Exercise in exact copying. Transcribe every entry that follows, word for word.

Point-per-instance localization data:
________________________

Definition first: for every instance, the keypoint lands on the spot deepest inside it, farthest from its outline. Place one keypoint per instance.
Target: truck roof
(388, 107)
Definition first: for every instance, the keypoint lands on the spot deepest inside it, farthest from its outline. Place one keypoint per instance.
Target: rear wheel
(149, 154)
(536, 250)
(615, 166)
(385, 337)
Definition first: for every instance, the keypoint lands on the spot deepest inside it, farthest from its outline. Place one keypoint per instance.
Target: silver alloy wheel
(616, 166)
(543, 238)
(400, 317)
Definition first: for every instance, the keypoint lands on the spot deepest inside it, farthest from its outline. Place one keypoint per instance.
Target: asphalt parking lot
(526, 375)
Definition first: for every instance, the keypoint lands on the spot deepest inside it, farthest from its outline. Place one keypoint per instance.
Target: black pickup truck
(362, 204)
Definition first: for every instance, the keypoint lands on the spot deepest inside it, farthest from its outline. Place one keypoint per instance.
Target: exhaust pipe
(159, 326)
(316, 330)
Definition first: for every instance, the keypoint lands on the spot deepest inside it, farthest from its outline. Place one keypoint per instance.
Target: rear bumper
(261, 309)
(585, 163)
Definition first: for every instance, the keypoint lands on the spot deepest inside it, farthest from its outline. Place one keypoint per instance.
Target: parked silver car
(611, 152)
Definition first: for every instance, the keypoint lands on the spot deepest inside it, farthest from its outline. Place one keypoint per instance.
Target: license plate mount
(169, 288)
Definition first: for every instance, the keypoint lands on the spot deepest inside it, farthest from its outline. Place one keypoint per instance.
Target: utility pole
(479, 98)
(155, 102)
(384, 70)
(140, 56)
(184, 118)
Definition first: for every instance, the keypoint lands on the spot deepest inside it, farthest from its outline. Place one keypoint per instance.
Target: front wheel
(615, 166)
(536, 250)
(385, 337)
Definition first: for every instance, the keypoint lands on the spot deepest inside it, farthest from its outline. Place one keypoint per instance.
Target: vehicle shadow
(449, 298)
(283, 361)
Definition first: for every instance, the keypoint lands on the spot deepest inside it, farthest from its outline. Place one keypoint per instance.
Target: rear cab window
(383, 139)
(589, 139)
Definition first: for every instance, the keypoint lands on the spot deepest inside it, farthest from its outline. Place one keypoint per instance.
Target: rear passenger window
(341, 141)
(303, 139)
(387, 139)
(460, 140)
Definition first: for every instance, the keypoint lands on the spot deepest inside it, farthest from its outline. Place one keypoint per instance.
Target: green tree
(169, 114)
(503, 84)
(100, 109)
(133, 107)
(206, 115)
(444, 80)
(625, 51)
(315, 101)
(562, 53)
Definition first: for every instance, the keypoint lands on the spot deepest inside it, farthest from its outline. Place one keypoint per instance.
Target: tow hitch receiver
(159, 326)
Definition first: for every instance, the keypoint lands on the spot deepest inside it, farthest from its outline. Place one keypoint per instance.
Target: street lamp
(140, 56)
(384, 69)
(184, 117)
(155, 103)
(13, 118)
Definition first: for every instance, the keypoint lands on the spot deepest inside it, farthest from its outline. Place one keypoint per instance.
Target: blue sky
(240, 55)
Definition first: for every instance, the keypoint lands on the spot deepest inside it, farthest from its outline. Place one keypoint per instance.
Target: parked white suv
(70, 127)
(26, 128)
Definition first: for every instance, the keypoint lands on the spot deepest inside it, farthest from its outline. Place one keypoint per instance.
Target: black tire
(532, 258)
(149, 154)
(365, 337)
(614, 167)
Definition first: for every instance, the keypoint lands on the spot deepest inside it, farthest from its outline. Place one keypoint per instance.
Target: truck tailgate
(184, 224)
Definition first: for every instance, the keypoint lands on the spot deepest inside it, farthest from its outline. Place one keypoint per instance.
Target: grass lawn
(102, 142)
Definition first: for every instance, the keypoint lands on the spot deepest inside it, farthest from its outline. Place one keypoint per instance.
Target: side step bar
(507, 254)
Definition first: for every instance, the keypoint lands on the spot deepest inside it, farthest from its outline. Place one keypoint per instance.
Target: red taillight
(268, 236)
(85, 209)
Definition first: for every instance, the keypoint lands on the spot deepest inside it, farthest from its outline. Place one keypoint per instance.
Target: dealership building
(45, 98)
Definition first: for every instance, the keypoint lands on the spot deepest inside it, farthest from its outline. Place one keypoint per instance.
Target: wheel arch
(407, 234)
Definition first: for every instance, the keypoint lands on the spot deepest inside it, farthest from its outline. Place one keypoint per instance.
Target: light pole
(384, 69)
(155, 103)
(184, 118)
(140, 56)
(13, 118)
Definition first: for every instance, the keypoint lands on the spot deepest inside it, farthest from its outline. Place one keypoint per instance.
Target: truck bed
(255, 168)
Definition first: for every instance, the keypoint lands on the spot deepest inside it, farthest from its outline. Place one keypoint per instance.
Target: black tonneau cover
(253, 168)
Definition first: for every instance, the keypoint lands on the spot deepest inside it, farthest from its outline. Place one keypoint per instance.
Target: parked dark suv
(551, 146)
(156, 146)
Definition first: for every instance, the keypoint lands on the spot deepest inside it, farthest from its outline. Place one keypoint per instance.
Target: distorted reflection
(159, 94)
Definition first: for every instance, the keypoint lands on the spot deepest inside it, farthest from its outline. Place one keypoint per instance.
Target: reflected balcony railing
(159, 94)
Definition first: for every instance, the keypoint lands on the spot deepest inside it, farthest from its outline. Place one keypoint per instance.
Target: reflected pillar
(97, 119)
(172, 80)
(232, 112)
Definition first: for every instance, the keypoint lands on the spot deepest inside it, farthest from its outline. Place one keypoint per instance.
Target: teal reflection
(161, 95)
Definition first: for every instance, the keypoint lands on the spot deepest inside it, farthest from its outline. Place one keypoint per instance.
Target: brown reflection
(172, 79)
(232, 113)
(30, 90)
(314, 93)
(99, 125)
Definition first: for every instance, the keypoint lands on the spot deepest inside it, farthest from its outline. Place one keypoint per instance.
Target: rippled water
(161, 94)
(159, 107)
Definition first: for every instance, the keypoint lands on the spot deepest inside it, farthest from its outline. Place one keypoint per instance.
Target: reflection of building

________________________

Task result:
Definition first: for every instance, the keypoint lands on the spot deepest inside it, farthest from its outline. Place one keypoint per instance.
Target: truck roof
(388, 107)
Definition first: for every instance, the keypoint lands on the spot deepest inside it, farthest from its outline. Place one keypoint per instance.
Target: rear wheel
(149, 154)
(536, 250)
(615, 166)
(385, 337)
Definition first: for every instance, the keypoint lands on the spot deepest inside it, farthest from its outline. Place one keypoint per instance.
Target: silver alloy wheel
(616, 166)
(543, 238)
(400, 317)
Definition first: for every instance, the keypoint lands on the spot deepest inside it, farthest from its outline. Place one keypoint per instance.
Target: asphalt parking lot
(526, 375)
Definition first: for every instance, the keypoint lands on the spot deepest inside it, farthest from its outline. Place one keypoint per instance.
Target: black pickup truck
(362, 204)
Definition first: for every instance, the keypoint lands on the spot deepest inside it, farthest from its outline. Place one keypoint per instance.
Target: exhaust pipe
(159, 326)
(316, 330)
Definition first: for every instance, the keypoint lands on the spot deepest inside it, farthest from its outline. Place one keypoint per instance.
Target: rear bumper
(261, 309)
(585, 163)
Definition first: for every instance, the keypoint lands on the spot deepest inside it, farthest from its outline. Place one keypoint per instance.
Target: parked silver car
(611, 152)
Definition first: for every instance, the keypoint lands on the spot deepest inside it, farthest from its outline. Place one keypoint per instance.
Target: license plate mount
(169, 288)
Definition first: for every instance, the keypoint lands on the spot deepest inside it, farthest from its outline. Place one keypoint per instance.
Target: utility pole
(479, 98)
(155, 102)
(384, 70)
(140, 56)
(184, 118)
Definition first: for every instance, the keypoint lands on the spot deepest inside it, farthest from its outline. Place one keypoint per instance.
Target: front wheel
(615, 166)
(536, 250)
(385, 337)
Definition first: for every instance, the keypoint lands on the spot deepest inside it, farthest from its outline. Place one keypoint per instance.
Target: vehicle shadow
(449, 298)
(283, 361)
Definition first: for every instance, the keypoint lands on the spot deepest inside it, farthest from its outline. Place one keypoint per instance.
Target: rear cab window
(383, 139)
(589, 139)
Definition first: for every instance, the keypoint lands on the spot deepest inside it, farthest from its outline. Place one keypoint per instance.
Target: rear passenger window
(341, 141)
(303, 139)
(387, 139)
(460, 140)
Definition first: for every instance, the keypoint lands on the spot deepest inside it, farthest from its outline. Place one keypoint per instance.
Target: green tree
(169, 114)
(503, 84)
(100, 109)
(133, 107)
(206, 115)
(444, 80)
(625, 51)
(315, 101)
(562, 53)
Definition first: for every instance, the keypoint lands on the spot deepest inside it, farthest from its outline. Place one keypoint per instance.
Target: tow hitch receiver
(159, 326)
Definition first: for every instance, the keypoint lands on the spot deepest inside it, farthest from its outline. Place one keypoint per instance.
Target: street lamp
(140, 56)
(384, 69)
(184, 117)
(155, 103)
(13, 118)
Definition first: for every instance, the keypoint lands on the spot deepest inside it, farthest from its outline. Place one keypoint per instance.
Target: blue sky
(240, 55)
Definition first: for every instance, the keypoint lands on the spot deepest inside it, farthest from its outline. Place one keypoint per instance.
Target: parked white suv
(70, 127)
(26, 128)
Definition first: for every instance, the keypoint lands on the spot deepest inside it, farthest from its outline. Place one keypoint per instance.
Target: black tire
(532, 258)
(149, 154)
(365, 337)
(614, 167)
Definition first: for every instance, the keypoint lands on the spot deepest inside it, farthest from its outline. Place one keypoint per instance.
Target: truck tailgate
(184, 224)
Definition first: for every instance, the keypoint lands on the spot deepest inside it, farthest from its outline. Place one keypoint per instance.
Target: grass lawn
(102, 142)
Definition first: for every instance, the keypoint lands on the spot deepest inside it, farthest from its outline. Place one keypoint per instance.
Target: side step bar
(507, 254)
Definition first: for every instance, the keypoint lands on the spot deepest inside it, farthest from its outline. Place one keypoint per instance.
Target: red taillight
(268, 236)
(85, 209)
Definition first: for every instance, the keypoint lands on the spot deepest inside it, farthest from its outline. Place one keypoint per instance.
Target: dealership building
(45, 98)
Definition first: for every instance, the keypoint lands on the spot deepest inside it, farthest from its outline. Place one keypoint per instance.
Target: wheel arch
(407, 234)
Definition first: for every instance, the keypoint lands on the spot deepest inside it, farthest from its outline. Place one keypoint per instance.
Target: light pole
(384, 69)
(155, 103)
(184, 118)
(140, 56)
(13, 118)
Definition first: for every instance, the keypoint lands on the spot deepest inside it, farthest from its outline. Place one keypoint per instance.
Target: truck bed
(255, 168)
Definition first: for every instance, the keypoint lands on the spot deepest inside it, farthest from its outline. Place one keypoint per instance.
Target: black tonneau cover
(253, 168)
Definition first: for every instance, the keypoint lands on the spot deepest inside it, farthest from its outline. Place one keypoint per instance.
Target: parked dark suv
(551, 146)
(156, 146)
Definition first: for every instance, the keypoint lands on the spot deepest inside it, farthest from its outline. Place one keypoint per instance.
Target: distorted reflection
(159, 94)
Definition first: for every instance, the keypoint lands on the spot deepest inside it, farthest from its outline. Place one keypoint per instance.
Target: reflected balcony railing
(159, 94)
Definition first: for every instance, the keypoint lands on the spot deepest inside it, farthest from its outline. Place one keypoint per instance.
Target: reflected pillar
(97, 119)
(172, 80)
(232, 112)
Definition first: for every instance, the keypoint lands on the spot deepest inside it, farthest from its outline. Place one keypoint per instance.
Target: teal reflection
(161, 95)
Definition first: for every instance, the keypoint lands on the spot deepest inside it, farthest from its outline. Place one keypoint per instance.
Target: brown reflection
(172, 79)
(232, 113)
(30, 90)
(314, 93)
(99, 125)
Definition first: for every instance, the keypoint lands on the spot deepest inside it, farthest from its outline. Place one keypoint per instance.
Target: rippled water
(161, 94)
(159, 107)
Definition first: for every instance, the keypoint lands on the spot deepest inside it, farthest from its outline. Place one keypoint per instance.
Target: reflection of building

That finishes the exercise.